Given instruction |
Identify each line of the records below that contains the string "every", and copy those lines in full. Case counts.

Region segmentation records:

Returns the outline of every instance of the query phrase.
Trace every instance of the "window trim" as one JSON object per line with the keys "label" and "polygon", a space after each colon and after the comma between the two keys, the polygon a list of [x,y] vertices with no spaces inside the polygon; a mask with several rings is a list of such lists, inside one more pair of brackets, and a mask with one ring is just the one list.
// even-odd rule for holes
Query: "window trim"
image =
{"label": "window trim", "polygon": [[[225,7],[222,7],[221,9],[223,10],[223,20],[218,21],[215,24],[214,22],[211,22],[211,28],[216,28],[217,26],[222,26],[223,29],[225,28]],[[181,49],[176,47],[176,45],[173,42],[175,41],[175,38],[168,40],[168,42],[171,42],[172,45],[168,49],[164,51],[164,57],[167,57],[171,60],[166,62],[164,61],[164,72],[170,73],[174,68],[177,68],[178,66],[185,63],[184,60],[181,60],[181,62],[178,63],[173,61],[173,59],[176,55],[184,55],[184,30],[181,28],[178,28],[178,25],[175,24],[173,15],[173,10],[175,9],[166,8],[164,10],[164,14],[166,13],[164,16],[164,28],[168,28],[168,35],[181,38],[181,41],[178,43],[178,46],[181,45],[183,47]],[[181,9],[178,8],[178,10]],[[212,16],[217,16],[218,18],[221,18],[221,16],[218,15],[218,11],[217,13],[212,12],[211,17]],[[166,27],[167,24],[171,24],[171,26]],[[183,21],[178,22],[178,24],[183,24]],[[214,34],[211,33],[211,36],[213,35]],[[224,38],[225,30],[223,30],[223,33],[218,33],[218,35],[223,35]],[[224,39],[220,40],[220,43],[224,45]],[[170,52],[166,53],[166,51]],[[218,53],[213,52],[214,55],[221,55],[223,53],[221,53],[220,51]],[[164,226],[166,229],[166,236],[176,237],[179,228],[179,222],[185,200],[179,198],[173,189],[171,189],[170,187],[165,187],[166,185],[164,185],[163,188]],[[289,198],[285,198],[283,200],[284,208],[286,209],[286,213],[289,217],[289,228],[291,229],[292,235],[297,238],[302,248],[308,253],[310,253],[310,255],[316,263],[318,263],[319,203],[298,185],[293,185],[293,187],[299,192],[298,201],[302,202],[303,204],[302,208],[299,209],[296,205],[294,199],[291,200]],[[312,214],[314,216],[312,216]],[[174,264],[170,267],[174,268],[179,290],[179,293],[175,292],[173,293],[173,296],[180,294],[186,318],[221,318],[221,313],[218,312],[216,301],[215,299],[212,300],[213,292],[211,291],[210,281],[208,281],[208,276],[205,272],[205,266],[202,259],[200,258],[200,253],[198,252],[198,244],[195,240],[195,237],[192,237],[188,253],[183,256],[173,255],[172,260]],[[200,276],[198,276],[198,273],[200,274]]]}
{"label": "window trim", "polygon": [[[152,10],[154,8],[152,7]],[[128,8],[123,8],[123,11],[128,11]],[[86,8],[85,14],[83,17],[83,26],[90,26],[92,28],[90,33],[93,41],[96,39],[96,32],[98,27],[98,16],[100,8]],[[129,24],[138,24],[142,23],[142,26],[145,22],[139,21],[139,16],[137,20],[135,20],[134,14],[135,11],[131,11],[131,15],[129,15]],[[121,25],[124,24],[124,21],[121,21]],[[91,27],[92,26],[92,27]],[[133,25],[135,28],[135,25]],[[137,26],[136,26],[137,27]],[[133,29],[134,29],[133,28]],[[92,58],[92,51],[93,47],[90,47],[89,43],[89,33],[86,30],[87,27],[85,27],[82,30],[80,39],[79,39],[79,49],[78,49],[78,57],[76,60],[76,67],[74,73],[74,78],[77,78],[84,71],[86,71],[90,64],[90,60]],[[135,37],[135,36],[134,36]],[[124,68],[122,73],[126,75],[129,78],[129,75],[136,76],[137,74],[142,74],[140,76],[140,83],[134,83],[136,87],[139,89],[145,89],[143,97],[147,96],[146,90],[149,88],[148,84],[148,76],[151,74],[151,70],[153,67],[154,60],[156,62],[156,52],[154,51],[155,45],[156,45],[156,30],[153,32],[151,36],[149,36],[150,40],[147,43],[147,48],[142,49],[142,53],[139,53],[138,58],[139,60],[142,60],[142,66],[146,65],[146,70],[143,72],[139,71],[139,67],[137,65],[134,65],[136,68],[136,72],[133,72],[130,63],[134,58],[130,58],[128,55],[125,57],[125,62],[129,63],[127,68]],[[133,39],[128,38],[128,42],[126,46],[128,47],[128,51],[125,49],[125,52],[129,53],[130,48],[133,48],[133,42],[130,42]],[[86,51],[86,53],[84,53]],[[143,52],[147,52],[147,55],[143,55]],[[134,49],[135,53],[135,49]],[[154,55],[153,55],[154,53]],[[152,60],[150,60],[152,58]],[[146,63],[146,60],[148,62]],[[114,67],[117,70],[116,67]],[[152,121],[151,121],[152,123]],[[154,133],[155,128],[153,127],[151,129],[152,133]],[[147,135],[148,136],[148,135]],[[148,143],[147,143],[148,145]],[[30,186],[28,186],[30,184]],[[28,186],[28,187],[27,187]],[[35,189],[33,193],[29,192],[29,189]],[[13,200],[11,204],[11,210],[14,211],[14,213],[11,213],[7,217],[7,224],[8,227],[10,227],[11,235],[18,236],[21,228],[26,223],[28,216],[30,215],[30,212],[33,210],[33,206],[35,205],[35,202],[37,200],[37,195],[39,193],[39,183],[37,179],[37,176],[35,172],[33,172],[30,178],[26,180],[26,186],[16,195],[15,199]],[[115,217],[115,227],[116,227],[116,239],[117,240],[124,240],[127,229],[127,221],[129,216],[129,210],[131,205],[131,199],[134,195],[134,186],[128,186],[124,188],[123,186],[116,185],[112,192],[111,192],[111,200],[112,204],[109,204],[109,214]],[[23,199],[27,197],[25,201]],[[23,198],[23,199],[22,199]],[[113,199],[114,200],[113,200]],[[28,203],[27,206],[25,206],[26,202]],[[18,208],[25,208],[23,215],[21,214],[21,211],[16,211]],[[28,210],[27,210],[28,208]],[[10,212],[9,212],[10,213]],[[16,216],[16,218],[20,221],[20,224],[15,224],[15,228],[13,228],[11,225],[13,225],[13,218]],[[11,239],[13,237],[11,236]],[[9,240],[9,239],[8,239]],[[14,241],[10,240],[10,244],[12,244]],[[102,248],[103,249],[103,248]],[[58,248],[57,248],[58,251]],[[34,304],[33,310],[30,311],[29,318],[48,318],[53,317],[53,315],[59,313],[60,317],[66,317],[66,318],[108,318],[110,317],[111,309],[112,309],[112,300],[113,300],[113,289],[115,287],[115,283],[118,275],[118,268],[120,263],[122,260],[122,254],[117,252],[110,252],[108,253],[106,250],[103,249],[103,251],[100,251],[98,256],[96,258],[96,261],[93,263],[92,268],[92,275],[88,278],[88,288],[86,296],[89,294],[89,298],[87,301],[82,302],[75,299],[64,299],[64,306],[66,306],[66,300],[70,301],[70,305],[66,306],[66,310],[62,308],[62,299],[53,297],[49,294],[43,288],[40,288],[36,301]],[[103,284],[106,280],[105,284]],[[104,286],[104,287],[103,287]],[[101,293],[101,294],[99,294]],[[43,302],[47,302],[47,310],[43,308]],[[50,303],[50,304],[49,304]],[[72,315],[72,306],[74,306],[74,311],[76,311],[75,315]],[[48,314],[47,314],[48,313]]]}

Exercise solution |
Returns the outline of every instance of the query phrase.
Trace every instance of the "window trim" as one JSON object per line with the keys "label" and "polygon", a space after each colon and after the comma between the two keys, the polygon a list of [x,y] vertices with no spaces inside the polygon; a mask with several rings is a list of such lists, inside one more pair of brackets, and a mask with one ring is just the one list.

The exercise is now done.